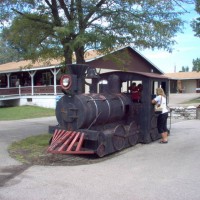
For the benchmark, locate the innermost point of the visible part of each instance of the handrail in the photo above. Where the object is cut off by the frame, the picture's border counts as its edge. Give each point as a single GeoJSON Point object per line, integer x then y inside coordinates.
{"type": "Point", "coordinates": [27, 90]}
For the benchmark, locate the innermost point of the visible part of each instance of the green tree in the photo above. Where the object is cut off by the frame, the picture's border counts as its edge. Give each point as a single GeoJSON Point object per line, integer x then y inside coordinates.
{"type": "Point", "coordinates": [185, 69]}
{"type": "Point", "coordinates": [7, 53]}
{"type": "Point", "coordinates": [196, 65]}
{"type": "Point", "coordinates": [59, 28]}
{"type": "Point", "coordinates": [196, 28]}
{"type": "Point", "coordinates": [196, 22]}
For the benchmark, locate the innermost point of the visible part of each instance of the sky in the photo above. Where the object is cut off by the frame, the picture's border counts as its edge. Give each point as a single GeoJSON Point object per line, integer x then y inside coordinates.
{"type": "Point", "coordinates": [186, 49]}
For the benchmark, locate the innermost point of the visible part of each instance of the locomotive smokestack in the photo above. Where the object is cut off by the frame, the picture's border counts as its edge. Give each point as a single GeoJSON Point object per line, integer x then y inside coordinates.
{"type": "Point", "coordinates": [114, 84]}
{"type": "Point", "coordinates": [79, 70]}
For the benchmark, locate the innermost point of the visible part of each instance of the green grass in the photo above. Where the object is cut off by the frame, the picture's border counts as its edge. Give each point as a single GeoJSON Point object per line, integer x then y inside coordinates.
{"type": "Point", "coordinates": [25, 112]}
{"type": "Point", "coordinates": [30, 150]}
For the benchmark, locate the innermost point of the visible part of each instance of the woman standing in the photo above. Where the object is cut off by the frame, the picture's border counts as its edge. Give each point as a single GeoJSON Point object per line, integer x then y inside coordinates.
{"type": "Point", "coordinates": [160, 101]}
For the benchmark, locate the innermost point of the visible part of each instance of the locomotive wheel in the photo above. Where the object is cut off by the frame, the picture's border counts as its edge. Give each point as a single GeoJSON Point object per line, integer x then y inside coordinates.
{"type": "Point", "coordinates": [154, 134]}
{"type": "Point", "coordinates": [133, 133]}
{"type": "Point", "coordinates": [119, 137]}
{"type": "Point", "coordinates": [101, 150]}
{"type": "Point", "coordinates": [153, 121]}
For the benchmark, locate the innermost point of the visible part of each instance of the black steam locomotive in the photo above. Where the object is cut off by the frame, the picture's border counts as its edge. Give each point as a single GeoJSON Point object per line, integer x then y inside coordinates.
{"type": "Point", "coordinates": [106, 119]}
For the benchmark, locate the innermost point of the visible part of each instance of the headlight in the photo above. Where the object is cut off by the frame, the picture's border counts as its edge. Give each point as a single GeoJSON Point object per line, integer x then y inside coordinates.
{"type": "Point", "coordinates": [66, 82]}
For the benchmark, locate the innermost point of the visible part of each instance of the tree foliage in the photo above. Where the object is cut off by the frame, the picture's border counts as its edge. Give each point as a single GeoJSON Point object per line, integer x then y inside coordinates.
{"type": "Point", "coordinates": [196, 65]}
{"type": "Point", "coordinates": [196, 22]}
{"type": "Point", "coordinates": [7, 54]}
{"type": "Point", "coordinates": [57, 28]}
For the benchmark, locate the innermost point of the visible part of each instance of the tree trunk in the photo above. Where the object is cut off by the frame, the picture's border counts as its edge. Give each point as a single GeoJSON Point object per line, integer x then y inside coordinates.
{"type": "Point", "coordinates": [67, 58]}
{"type": "Point", "coordinates": [80, 55]}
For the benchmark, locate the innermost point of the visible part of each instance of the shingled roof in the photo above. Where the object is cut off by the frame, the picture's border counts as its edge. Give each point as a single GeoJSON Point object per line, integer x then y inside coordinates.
{"type": "Point", "coordinates": [137, 61]}
{"type": "Point", "coordinates": [183, 75]}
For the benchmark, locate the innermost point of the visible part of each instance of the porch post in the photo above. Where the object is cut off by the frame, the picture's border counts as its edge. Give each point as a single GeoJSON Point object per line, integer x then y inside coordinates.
{"type": "Point", "coordinates": [54, 72]}
{"type": "Point", "coordinates": [8, 80]}
{"type": "Point", "coordinates": [32, 74]}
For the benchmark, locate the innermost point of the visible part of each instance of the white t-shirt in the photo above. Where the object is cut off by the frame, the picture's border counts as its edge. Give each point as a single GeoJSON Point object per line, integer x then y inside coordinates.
{"type": "Point", "coordinates": [163, 103]}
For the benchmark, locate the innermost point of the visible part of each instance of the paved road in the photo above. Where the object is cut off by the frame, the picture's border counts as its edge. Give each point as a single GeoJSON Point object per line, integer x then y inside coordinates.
{"type": "Point", "coordinates": [144, 172]}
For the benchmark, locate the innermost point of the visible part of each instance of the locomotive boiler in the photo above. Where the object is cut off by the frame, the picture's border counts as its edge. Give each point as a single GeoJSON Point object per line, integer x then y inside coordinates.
{"type": "Point", "coordinates": [106, 119]}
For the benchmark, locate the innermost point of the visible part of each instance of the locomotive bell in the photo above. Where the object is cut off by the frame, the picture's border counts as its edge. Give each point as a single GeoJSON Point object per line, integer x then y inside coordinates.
{"type": "Point", "coordinates": [92, 73]}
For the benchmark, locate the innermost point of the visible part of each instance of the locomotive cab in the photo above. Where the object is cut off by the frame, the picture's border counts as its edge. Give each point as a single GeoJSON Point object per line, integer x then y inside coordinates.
{"type": "Point", "coordinates": [113, 116]}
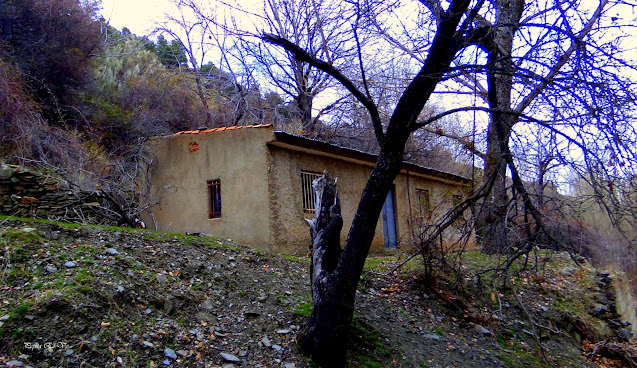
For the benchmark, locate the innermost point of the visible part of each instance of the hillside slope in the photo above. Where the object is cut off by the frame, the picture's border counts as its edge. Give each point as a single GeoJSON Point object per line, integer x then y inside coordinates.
{"type": "Point", "coordinates": [107, 297]}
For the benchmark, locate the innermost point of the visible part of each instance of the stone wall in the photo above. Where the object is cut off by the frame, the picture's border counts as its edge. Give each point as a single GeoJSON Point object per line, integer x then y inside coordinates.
{"type": "Point", "coordinates": [24, 193]}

[Task statement]
Could you print everything from the line containing "of the stone" down to the end of the records, word for word?

[Expected answer]
For the benchmark, locate the innermost point of the visible part of each instance of the stone wall in the photo above. Where the object is cut off by the frame, the picture's border counts as its edge. Give each point as a single GeoJSON Point object per line, integer x then y inside coordinates.
{"type": "Point", "coordinates": [24, 193]}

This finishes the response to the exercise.